## DONNÉES
▼

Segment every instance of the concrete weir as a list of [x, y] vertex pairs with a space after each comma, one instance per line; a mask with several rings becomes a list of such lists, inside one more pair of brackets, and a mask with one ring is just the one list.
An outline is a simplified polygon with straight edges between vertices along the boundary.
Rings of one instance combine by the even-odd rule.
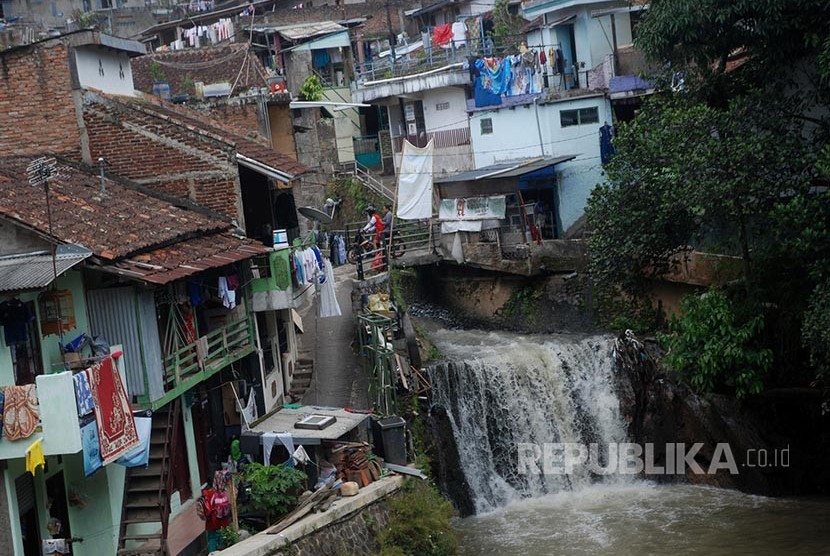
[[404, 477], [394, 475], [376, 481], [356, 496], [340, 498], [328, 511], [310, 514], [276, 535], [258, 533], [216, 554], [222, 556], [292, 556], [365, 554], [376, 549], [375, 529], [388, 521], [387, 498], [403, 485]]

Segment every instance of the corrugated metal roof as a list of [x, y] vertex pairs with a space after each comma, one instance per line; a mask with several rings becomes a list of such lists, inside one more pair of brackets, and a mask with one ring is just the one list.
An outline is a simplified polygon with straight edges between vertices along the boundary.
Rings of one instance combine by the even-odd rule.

▲
▼

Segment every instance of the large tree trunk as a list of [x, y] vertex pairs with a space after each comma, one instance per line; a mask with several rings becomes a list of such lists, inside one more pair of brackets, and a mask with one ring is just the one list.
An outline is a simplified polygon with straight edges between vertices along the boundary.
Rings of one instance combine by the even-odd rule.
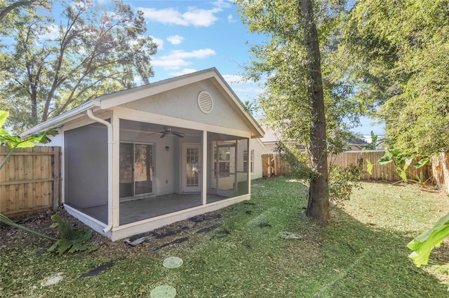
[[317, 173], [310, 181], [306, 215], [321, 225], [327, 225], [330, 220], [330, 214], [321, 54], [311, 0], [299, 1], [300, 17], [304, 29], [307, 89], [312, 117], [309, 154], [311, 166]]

▲
▼

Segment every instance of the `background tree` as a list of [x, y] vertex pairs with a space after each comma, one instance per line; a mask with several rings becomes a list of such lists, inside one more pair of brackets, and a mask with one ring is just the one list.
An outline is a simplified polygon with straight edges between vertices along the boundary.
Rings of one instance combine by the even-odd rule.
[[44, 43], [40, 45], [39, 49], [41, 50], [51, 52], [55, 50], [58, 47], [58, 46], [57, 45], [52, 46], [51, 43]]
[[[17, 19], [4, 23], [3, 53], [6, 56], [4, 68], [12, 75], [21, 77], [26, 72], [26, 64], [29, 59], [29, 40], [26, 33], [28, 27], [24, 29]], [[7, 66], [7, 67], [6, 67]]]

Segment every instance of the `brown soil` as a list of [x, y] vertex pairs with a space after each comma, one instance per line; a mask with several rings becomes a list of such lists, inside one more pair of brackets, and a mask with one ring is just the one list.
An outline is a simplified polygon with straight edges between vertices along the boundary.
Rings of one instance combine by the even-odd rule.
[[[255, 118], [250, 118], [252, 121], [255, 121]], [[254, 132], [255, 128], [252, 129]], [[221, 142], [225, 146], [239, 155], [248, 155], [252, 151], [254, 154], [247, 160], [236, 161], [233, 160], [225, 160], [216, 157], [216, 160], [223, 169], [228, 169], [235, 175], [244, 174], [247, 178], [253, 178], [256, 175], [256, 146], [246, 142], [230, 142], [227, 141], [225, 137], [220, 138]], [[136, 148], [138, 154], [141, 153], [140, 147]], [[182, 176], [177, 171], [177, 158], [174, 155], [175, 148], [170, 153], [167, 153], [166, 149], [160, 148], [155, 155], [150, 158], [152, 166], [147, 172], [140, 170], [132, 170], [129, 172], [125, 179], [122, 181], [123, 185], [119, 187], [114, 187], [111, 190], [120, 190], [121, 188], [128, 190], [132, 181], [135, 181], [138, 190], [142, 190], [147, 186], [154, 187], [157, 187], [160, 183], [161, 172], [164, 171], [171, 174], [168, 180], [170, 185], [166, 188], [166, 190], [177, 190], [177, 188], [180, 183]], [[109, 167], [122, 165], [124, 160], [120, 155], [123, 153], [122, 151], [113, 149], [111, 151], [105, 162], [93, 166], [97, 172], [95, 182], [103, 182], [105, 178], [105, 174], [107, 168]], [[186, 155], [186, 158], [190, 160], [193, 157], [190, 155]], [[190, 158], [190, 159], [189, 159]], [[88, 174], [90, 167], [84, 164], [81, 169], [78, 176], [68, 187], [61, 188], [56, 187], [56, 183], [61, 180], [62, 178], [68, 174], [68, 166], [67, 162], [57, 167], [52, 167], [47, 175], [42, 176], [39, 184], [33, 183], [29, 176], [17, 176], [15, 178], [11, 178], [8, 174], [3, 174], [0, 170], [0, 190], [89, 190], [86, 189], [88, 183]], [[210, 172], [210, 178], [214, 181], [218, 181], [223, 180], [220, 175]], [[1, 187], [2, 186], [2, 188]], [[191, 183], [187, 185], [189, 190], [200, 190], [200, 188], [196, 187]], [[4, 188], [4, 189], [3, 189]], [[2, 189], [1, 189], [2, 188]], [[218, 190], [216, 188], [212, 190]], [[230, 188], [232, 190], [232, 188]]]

▲

## CONSIGNE
Repérez, s'il vous plaît, toutes les lignes des données ci-dessus qui contiennent la chaîne « space », puis recopiez-les. La casse compte.

## CORRIGÉ
Segment every instance of the concrete weir as a list of [x, y] vertex pairs with a space after each comma, one instance per line; a mask with several rings becomes a list of such lists, inside one more pair of brackets, and a mask with one ring is just the one list.
Segment every instance of the corrugated metal roof as a list of [x, y] vertex pairs with a space after each comma, one instance per line; a mask with several rings becomes a list of such lists, inside one more pair of brackets, and a mask with one ring is just the one list.
Segment every instance of the large tree trunk as a list of [x, y] vertex pairs with a space after each comma, one instance per line; a mask with several rings becomes a list of such lists, inside one more pair of brackets, and a mask with one ring is just the one list.
Segment every instance of the `background tree` as a list of [x, y] vertex pairs with a space after each comma, one instance per line; a mask with several rings becomes a list of such lists, inside one more pair of brackets, and a mask with one ring is just the one list.
Segment every instance of the `brown soil` as a list of [x, y] vertex pairs with a space after each comma, one instance per line; a mask with several rings becomes a list of such lists, inside one more pair of brackets, and a mask with one ring is just the one list.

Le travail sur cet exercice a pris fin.